> Goal of the exercise: In the entries below, copy out word for word the lines that start with the line containing "Where can you see the silver" and run through the end of the entries, and nothing else.

> Dataset content:
---*---
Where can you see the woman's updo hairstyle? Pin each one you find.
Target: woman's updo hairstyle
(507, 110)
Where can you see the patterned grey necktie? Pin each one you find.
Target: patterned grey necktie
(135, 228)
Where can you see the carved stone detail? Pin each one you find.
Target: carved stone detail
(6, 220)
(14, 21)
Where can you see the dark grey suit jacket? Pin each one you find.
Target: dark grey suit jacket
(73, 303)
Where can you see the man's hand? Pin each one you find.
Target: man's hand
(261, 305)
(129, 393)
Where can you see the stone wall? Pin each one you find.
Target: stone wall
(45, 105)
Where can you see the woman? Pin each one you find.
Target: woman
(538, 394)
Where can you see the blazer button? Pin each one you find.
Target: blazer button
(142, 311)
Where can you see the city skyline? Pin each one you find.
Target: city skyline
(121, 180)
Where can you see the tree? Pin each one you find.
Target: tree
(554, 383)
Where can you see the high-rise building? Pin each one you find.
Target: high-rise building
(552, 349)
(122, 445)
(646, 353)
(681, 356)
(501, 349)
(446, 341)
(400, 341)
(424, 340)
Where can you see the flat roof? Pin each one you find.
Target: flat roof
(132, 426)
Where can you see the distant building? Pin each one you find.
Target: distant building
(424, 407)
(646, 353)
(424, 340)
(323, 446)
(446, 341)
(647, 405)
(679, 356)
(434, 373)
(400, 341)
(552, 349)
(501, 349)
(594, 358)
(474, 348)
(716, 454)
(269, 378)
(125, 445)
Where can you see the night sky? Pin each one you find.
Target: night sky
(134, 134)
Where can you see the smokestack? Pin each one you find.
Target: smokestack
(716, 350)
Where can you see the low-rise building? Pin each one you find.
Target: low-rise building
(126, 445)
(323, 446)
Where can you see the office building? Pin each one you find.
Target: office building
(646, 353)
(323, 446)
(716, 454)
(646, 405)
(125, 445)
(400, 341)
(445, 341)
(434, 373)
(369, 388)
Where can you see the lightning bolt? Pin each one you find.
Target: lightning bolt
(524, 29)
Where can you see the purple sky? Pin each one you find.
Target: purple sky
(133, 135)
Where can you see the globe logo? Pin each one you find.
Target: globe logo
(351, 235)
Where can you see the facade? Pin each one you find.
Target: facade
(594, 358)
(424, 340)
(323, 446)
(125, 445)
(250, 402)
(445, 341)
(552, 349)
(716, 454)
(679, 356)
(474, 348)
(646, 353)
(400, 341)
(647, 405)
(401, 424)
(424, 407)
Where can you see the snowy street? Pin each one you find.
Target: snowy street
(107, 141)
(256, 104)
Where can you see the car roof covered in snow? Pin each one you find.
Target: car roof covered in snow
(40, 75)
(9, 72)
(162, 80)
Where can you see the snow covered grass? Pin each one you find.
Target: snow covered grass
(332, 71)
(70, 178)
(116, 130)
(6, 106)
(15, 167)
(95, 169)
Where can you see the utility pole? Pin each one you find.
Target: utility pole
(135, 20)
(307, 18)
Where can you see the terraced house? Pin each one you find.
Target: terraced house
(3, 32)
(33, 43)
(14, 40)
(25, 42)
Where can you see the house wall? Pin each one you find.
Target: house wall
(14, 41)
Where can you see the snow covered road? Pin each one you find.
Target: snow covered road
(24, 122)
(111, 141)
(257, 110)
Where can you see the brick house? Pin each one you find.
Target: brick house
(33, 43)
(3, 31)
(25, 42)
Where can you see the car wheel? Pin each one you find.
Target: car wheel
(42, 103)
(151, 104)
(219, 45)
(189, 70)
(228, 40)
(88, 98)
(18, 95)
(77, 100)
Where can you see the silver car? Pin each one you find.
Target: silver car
---*---
> The answer:
Where can you see the silver car? Pin each one you find.
Target: silver car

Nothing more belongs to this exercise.